Israeli and American intelligence agencies — including the CIA — had been tracking Khamenei’s movements for months, waiting for the moment to strike, even while US envoys were engaged in regular talks with Iran over a new nuclear deal.
Who is leading Iran now?
Inside Iran, the regime is battered, bereft of its supreme leader, but still able to launch attacks across the region.
A three-person leadership council now holds power until the new supreme leader is named. It includes the country’s moderate president, Masoud Pezeshkian, the hard-line head of the judiciary, Gholamhossein Mohseni Ejei, and a senior cleric, Alireza Arafi.
It remains unclear how long the process of choosing Khamenei’s successor will take, a matter further complicated by the deaths of several senior military officials in Saturday’s strikes.
What has been struck elsewhere in the region?
Iranian missiles and drones have targeted Israel and several countries across the region that host US military bases — including Bahrain, the United Arab Emirates, Kuwait, Qatar and Saudi Arabia.
Although most of these missiles and drones have been shot down by air defense systems, some have reached their targets. At least 10 people have been killed and more than 200 injured in Israel, according to Magen David Adom, the country’s emergency service. Nine of those fatalities occurred when an Iranian missile struck a bomb shelter in the city of Beit Shemesh near Jerusalem.
For US-allied Persian Gulf countries such as the UAE, Bahrain and Kuwait, the spreading conflict has punctured the sense of security that had long attracted Western expats and tourists. Dramatic footage from Dubai on Saturday showed a luxury hotel ablaze and people fleeing a smoke-filled passageway at its airport, where four staff were injured.
And in Bahrain, a fire broke out on the upper floors of a high-rise residential building about a mile from a US Navy base after it was struck by an Iranian drone.
Commercial vessels in the region have also come under fire. One docked in Bahrain was struck by two projectiles on Monday, causing a fire to break out on board and crew members to evacuate.

**Supplied data**
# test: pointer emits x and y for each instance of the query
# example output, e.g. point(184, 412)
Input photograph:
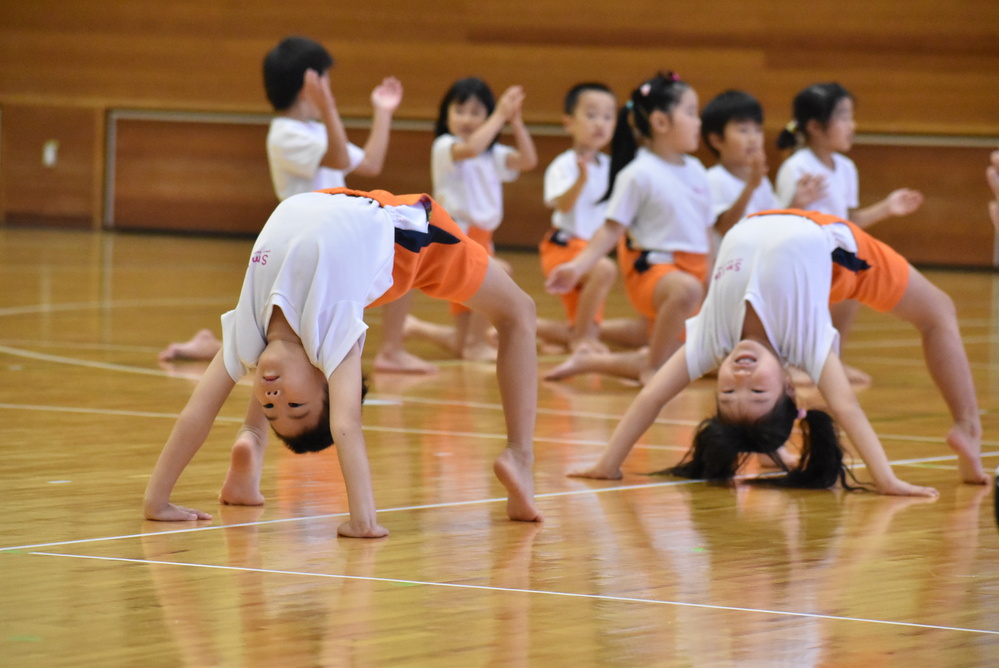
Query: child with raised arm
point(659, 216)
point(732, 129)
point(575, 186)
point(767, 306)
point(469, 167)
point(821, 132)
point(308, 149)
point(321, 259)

* * *

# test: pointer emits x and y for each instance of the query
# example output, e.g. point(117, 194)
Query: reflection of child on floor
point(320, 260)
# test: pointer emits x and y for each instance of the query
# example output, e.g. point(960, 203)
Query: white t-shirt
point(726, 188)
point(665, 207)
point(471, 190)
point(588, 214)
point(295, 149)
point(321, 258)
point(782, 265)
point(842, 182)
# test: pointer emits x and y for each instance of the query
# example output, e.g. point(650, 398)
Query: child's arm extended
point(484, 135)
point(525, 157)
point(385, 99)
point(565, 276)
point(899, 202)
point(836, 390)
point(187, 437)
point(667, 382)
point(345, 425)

**Task**
Copy out the news passage on Iran's leadership and the regional strikes above, word for word from start to finish.

**Exercise solution**
Israeli and American intelligence agencies — including the CIA — had been tracking Khamenei’s movements for months, waiting for the moment to strike, even while US envoys were engaged in regular talks with Iran over a new nuclear deal.
Who is leading Iran now?
Inside Iran, the regime is battered, bereft of its supreme leader, but still able to launch attacks across the region.
A three-person leadership council now holds power until the new supreme leader is named. It includes the country’s moderate president, Masoud Pezeshkian, the hard-line head of the judiciary, Gholamhossein Mohseni Ejei, and a senior cleric, Alireza Arafi.
It remains unclear how long the process of choosing Khamenei’s successor will take, a matter further complicated by the deaths of several senior military officials in Saturday’s strikes.
What has been struck elsewhere in the region?
Iranian missiles and drones have targeted Israel and several countries across the region that host US military bases — including Bahrain, the United Arab Emirates, Kuwait, Qatar and Saudi Arabia.
Although most of these missiles and drones have been shot down by air defense systems, some have reached their targets. At least 10 people have been killed and more than 200 injured in Israel, according to Magen David Adom, the country’s emergency service. Nine of those fatalities occurred when an Iranian missile struck a bomb shelter in the city of Beit Shemesh near Jerusalem.
For US-allied Persian Gulf countries such as the UAE, Bahrain and Kuwait, the spreading conflict has punctured the sense of security that had long attracted Western expats and tourists. Dramatic footage from Dubai on Saturday showed a luxury hotel ablaze and people fleeing a smoke-filled passageway at its airport, where four staff were injured.
And in Bahrain, a fire broke out on the upper floors of a high-rise residential building about a mile from a US Navy base after it was struck by an Iranian drone.
Commercial vessels in the region have also come under fire. One docked in Bahrain was struck by two projectiles on Monday, causing a fire to break out on board and crew members to evacuate.